---------- Data section ----------

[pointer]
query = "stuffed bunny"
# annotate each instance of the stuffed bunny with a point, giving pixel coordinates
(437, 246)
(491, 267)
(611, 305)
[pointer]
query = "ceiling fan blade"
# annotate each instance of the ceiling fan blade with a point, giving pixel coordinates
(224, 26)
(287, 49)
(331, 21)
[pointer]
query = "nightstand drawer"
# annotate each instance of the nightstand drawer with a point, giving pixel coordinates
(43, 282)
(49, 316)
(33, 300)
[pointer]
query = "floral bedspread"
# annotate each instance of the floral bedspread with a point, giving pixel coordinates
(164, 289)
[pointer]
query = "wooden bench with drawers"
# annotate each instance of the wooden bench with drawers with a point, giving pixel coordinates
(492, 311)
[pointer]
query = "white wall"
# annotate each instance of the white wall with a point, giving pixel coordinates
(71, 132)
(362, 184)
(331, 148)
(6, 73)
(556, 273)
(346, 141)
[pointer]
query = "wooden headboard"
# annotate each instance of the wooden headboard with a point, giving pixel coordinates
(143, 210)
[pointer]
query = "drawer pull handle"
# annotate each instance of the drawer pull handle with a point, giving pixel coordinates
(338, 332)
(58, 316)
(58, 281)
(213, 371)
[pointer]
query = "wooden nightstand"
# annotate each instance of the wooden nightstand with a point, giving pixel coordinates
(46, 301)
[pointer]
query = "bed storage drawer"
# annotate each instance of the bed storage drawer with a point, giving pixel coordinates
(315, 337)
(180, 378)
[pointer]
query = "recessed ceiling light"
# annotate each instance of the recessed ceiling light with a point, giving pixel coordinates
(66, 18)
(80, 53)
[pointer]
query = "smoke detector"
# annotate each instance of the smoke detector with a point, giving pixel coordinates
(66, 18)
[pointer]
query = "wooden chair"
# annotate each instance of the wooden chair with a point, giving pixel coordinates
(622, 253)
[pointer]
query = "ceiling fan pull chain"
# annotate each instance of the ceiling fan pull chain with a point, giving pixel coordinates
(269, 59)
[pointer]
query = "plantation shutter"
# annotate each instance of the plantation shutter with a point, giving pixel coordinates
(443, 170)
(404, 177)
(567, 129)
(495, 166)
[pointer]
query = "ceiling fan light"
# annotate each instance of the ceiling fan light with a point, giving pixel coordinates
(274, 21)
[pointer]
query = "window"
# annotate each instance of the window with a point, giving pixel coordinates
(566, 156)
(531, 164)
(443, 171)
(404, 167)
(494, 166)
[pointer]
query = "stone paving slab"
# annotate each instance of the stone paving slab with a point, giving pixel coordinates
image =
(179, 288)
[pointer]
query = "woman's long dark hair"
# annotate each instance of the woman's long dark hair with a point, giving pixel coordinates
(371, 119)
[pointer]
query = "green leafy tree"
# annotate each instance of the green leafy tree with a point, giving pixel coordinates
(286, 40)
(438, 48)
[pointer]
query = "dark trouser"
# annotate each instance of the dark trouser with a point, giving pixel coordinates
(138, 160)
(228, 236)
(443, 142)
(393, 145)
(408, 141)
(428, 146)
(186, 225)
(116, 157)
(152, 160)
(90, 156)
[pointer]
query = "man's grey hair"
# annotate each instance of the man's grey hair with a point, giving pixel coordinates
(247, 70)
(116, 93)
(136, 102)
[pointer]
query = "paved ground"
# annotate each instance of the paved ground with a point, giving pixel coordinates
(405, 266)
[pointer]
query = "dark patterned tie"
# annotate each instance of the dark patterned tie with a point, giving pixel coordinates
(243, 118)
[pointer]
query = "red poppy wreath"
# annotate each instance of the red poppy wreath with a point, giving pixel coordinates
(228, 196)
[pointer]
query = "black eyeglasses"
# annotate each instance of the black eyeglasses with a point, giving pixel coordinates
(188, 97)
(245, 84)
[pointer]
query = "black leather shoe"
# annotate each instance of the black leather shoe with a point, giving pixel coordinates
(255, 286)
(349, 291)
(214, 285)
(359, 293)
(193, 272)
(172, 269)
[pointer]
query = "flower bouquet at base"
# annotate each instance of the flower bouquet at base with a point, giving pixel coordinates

----------

→ Task to carry out
Your task is to return each line of the data above that contains the string "base".

→ Written answer
query = "flower bouquet at base"
# annotate each instance of the flower bouquet at base with a point, giving pixel coordinates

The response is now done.